Below are records to be reproduced exactly and in full.

* * * * * * * * *

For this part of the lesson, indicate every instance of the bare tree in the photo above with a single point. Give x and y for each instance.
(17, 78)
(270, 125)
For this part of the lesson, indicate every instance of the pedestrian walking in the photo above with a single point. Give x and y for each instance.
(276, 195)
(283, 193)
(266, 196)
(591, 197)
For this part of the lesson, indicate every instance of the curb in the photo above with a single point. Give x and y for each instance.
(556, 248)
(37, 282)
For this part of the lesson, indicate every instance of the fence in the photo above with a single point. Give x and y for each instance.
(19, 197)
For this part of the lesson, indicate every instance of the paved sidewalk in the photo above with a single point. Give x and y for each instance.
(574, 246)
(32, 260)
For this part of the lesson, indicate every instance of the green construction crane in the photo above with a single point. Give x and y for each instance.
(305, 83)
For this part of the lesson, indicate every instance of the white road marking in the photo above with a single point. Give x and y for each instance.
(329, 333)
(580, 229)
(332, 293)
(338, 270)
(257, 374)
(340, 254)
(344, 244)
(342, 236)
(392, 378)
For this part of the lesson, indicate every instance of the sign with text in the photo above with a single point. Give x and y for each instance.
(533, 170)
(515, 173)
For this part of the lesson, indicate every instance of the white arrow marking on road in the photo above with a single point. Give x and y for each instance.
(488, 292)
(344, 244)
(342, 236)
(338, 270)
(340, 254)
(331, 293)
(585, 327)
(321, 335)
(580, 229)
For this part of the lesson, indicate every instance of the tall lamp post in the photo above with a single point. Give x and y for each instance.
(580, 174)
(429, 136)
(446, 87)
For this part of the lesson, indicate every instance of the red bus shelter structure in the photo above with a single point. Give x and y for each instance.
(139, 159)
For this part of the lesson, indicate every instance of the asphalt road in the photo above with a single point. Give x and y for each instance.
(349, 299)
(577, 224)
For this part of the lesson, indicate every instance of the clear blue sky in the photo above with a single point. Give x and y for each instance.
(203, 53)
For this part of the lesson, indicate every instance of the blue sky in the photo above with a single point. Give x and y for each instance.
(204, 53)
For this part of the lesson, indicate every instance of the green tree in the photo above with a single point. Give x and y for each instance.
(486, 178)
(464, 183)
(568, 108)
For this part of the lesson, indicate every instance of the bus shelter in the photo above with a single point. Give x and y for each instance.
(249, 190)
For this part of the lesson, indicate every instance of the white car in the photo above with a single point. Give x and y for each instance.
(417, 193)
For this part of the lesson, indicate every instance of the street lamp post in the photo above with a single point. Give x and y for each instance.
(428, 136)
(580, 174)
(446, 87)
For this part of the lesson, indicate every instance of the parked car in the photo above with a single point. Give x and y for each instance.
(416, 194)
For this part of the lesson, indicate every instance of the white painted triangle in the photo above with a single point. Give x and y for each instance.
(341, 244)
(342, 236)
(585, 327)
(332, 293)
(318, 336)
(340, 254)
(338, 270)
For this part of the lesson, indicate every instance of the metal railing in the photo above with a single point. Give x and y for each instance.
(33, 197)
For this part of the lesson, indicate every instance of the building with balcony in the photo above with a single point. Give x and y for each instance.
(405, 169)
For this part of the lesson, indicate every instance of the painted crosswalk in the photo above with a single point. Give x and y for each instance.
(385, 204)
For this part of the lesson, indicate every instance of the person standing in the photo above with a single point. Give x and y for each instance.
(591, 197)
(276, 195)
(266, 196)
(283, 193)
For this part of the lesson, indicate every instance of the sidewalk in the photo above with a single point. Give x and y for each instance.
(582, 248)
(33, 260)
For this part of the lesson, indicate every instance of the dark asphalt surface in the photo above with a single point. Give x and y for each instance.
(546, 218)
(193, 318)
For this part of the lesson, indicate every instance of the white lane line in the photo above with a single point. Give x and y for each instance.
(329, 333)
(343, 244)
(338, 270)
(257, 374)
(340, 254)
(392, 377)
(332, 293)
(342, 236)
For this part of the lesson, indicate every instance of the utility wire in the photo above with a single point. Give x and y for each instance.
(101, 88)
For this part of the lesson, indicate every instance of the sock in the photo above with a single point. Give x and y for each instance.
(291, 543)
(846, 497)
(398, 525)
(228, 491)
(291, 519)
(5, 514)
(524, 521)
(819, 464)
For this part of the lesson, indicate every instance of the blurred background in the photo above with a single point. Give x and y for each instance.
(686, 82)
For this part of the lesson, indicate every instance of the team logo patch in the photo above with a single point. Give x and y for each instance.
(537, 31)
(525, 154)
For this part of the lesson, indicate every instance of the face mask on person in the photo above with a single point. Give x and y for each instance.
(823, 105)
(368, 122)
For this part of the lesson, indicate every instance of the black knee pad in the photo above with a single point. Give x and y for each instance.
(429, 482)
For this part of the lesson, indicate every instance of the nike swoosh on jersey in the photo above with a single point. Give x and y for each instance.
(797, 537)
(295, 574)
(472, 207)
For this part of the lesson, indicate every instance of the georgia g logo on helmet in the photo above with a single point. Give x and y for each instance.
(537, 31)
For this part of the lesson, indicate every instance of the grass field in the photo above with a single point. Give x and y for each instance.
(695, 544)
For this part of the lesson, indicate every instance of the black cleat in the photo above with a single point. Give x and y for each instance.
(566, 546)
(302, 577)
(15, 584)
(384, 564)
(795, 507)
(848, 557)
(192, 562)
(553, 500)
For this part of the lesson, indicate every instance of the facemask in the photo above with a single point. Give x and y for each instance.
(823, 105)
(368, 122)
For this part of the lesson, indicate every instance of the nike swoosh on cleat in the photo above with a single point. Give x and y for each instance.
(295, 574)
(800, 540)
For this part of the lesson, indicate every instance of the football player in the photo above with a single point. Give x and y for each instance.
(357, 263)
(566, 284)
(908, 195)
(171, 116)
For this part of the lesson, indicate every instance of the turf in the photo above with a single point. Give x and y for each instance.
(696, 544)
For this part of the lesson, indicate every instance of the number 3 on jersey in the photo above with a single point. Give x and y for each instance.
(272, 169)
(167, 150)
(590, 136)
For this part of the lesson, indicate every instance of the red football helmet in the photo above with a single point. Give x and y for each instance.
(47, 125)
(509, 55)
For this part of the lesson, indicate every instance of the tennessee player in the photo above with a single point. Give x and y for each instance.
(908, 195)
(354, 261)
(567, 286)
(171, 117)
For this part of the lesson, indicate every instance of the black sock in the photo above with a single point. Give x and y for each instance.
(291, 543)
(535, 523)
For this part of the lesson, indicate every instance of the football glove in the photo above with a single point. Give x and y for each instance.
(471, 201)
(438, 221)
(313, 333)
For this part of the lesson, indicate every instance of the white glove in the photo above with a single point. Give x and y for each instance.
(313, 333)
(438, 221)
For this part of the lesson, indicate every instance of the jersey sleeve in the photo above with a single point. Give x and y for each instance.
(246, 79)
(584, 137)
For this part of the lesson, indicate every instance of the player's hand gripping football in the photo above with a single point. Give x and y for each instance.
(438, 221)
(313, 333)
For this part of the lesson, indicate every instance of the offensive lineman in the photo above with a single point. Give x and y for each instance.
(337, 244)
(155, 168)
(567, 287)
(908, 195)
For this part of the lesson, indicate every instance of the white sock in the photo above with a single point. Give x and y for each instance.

* * * * * * * * *

» Exercise solution
For this part of the lesson, indicate every instance of the bare tree in the photo above with a single point. Give x and y for each instance.
(17, 78)
(270, 125)
For this part of the lesson, indicate every instance of the pedestrian walking in the photo above with a single point. Give x and y for each instance.
(276, 195)
(283, 193)
(266, 196)
(591, 197)
For this part of the lesson, indicate every instance of the curb in the photo above with a single point. Give x and y for each instance.
(556, 248)
(37, 282)
For this part of the lesson, indicate every instance of the fence in the photo above with a single point. Give x and y for each instance.
(19, 197)
For this part of the lesson, indicate every instance of the paved sidewalk in the photo above with a single point. Give x and y for each instance.
(574, 246)
(32, 260)
For this part of the lesson, indicate every instance of the green construction crane in the photo above with a single point. Give x and y for each instance.
(305, 83)
For this part of the lesson, indicate every instance of the white road marking in the photo above with a single point. Give x and y for each instance.
(329, 333)
(580, 229)
(332, 293)
(338, 270)
(257, 374)
(340, 254)
(344, 244)
(342, 236)
(392, 378)
For this part of the lesson, indicate every instance of the sign with text in the photo above with a single point. Give x and y for each instance.
(533, 170)
(515, 173)
For this part of the lesson, indicate every instance of the white arrow marking on road in the photo above with a single point. Give x and y for each instance.
(488, 292)
(344, 244)
(342, 236)
(338, 270)
(340, 254)
(331, 293)
(585, 327)
(321, 335)
(580, 229)
For this part of the lesson, indicate every instance of the tall lamp post in the photo above with a single point. Give x and y for each instance.
(580, 174)
(429, 136)
(446, 87)
For this part of the lesson, indicate every instance of the red bus shelter structure in the photo above with a single point. Give x and y for each instance.
(139, 159)
For this part of the lesson, indicate every instance of the asphalt road in the photo above with a single point. Give x and y for each instance.
(349, 299)
(577, 224)
For this part of the lesson, indicate every instance of the clear blue sky in the photo above with a single point. Give x and y for each instance.
(203, 53)
For this part of the lesson, indicate every instance of the blue sky in the photo above with a single point. Give x and y for each instance.
(204, 53)
For this part of the lesson, indicate every instance of the green tree in the photo above with a single point. Give x and y for each instance.
(486, 178)
(464, 183)
(568, 108)
For this part of the lesson, indicate every instance of the bus shelter in the photo above with a single point. Give x and y for each instance.
(249, 190)
For this part of the lesson, indicate every instance of the white car in the photo above with a single point. Give x and y for each instance.
(417, 193)
For this part of the lesson, indicate every instance of the street lamp post in the photo above with a single point. Give x and y for each instance.
(428, 136)
(580, 174)
(446, 87)
For this part of the lesson, indicate every instance of the parked car in the photo above with a single point. Give x and y for each instance.
(416, 194)
For this part of the lesson, indicate every instance of the white painted triangle in the photo above with a single point. Give x and y for each instance.
(341, 244)
(342, 236)
(585, 327)
(332, 293)
(318, 336)
(340, 254)
(338, 270)
For this part of the lesson, indicate every instance of the metal railing in the photo above with a single point. Give x and y for each instance.
(33, 197)
For this part of the lesson, indicate every instance of the building with balcony in the photo above with a single point. Give x and y for each instance.
(405, 169)
For this part of the lesson, indicate every instance of the painted crosswalk in the photo above with a single point. Give x and y for each instance.
(385, 204)
For this part of the lesson, indicate every instance of the person standing in the photo above with a single point. Give x and y for each instance.
(591, 197)
(276, 195)
(266, 196)
(283, 193)
For this part of the lesson, indicate every instance of the sidewalk in the photo above with a single point. Give x and y for each instance.
(582, 248)
(33, 260)
For this part of the lesson, indicate every instance of the dark asphalt surface in the photo above with a single point. Give x and y for each instance.
(546, 218)
(193, 318)
For this part of the lesson, indicate every instance of the white lane line in the photo above with a single point. Give x and y for each instance.
(329, 333)
(343, 244)
(338, 270)
(257, 374)
(340, 254)
(392, 377)
(332, 293)
(342, 236)
For this part of the lesson, indicate every instance of the utility wire in the photo above with a single point. Give x and y for each instance.
(101, 88)
For this part of the lesson, indicate every instance of the sock in the photo above with a single point. Give x and y for each instance.
(291, 543)
(846, 497)
(398, 525)
(228, 491)
(291, 519)
(5, 514)
(524, 521)
(819, 464)
For this part of the lesson, indicate every instance of the blurred background in the photo above with a single point. Give x and y for each instance.
(686, 82)
For this part of the lesson, indicate every instance of the team logo patch in the photo above with a single point. Give x and y for each instance.
(537, 31)
(525, 154)
For this part of the lesson, indicate every instance of the face mask on person in the photo above with a single point. Give x and y for each instance.
(823, 105)
(368, 122)
For this part of the lesson, indicate every instance of the black knee pad in the photo above with a single point. Give x and y for each instance.
(429, 482)
For this part of the lesson, indicate every instance of the nike swoosh on jersey in the photo above with a single point. Give x and y for each instance.
(797, 537)
(295, 574)
(472, 207)
For this part of the lesson, indicate every instance of the georgia g logo on helmet in the photo above with a single point. Give x and y for each instance.
(537, 31)
For this part of the lesson, indicate every instance of the grass field in the photo above with a single point. Give x and y for each instance.
(695, 544)
For this part of the lesson, indicate every instance of the black cleat in the photo above with a single point. Give x and y for each instance.
(566, 546)
(302, 577)
(15, 584)
(384, 564)
(795, 507)
(848, 557)
(192, 562)
(553, 500)
For this part of the lesson, indicate every instance of the facemask in the photo above with a single point. Give x and y for each instance.
(823, 105)
(368, 122)
For this part of the lesson, indicate every instance of the nike swoosh on cleat in the photo above with a single point. Give x and y for each instance.
(295, 574)
(800, 540)
For this part of the lesson, indicate every instance of the football player in the photo above with a single point. Give x and y for each instance.
(357, 263)
(566, 284)
(908, 195)
(171, 116)
For this part of the lesson, indicate every instance of the turf in the photo above with a single point. Give x and y for each instance.
(696, 544)
For this part of the lesson, indicate every instance of the number 3 on jersey in the photo above with a single point. Give x and y for each instance.
(272, 169)
(167, 150)
(590, 136)
For this part of the lesson, indicate every instance of the red football helmet in the photo above with a single point. Give x and y for each instance.
(47, 125)
(509, 55)
For this part of the lesson, indicate every instance of the tennessee player in the photo above with a single point. Give x and y for each instance.
(908, 195)
(354, 261)
(567, 286)
(171, 117)
For this part of the lesson, indicate every instance of the black sock in the photo above with a single point. Give x and y for each instance.
(291, 543)
(535, 523)
For this part of the lesson, indicate every instance of the football glove in the photo above with a single point. Give x and y for each instance.
(471, 201)
(438, 221)
(313, 333)
For this part of the lesson, indicate every instance of the white glove in the photo above with a single point. Give x and y for each instance.
(313, 333)
(438, 221)
For this part of the lesson, indicate every instance of the jersey sleeve in the photo above with a single point. Give x and y for each instance.
(246, 79)
(584, 137)
For this part of the lesson, indicate every instance of the player's hand gripping football in the photo above with a single point. Give x and y for each instance.
(438, 221)
(313, 333)
For this part of the lesson, indicate every instance of the offensive lineman in the photo above with a single point. Give x and y for each instance.
(337, 244)
(155, 168)
(567, 287)
(908, 195)
For this part of the lesson, indicate every instance of the white sock in the photo above with a single point. Give x and y for each instance.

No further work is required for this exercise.